'''

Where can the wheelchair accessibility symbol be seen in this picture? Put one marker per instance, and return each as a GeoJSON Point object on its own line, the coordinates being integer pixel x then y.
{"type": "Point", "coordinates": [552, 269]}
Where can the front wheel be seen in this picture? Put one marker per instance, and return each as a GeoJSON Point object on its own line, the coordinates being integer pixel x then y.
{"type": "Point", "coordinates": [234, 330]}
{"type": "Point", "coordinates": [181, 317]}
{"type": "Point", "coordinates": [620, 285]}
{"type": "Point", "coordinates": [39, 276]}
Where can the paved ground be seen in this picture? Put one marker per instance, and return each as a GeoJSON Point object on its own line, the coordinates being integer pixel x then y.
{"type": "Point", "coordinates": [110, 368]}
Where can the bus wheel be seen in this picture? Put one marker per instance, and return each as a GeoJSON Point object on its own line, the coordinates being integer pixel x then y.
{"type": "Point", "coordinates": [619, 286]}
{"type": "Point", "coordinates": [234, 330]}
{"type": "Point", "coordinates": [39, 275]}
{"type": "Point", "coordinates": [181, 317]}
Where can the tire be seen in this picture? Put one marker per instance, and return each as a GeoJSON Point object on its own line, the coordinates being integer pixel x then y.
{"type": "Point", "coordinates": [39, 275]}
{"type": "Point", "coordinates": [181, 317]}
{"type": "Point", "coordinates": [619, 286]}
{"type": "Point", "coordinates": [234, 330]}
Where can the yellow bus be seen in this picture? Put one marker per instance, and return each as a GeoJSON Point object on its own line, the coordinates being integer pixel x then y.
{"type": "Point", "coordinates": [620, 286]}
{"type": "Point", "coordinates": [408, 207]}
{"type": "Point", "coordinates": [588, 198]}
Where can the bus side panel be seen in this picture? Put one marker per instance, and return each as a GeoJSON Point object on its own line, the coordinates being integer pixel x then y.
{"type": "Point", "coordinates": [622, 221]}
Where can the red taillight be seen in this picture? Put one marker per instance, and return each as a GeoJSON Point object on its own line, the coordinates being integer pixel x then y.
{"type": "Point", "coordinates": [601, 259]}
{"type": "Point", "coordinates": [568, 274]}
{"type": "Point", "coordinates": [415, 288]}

'''

From the line containing "Where can the red" through the last line of the entries above, print every line exactly, including both ends, and nothing else.

Where can the red taillight be seen in this picture? Put one marker per instance, and return each as a GeoJSON Point object on its own line, the coordinates being integer pixel x then y.
{"type": "Point", "coordinates": [601, 259]}
{"type": "Point", "coordinates": [568, 274]}
{"type": "Point", "coordinates": [415, 288]}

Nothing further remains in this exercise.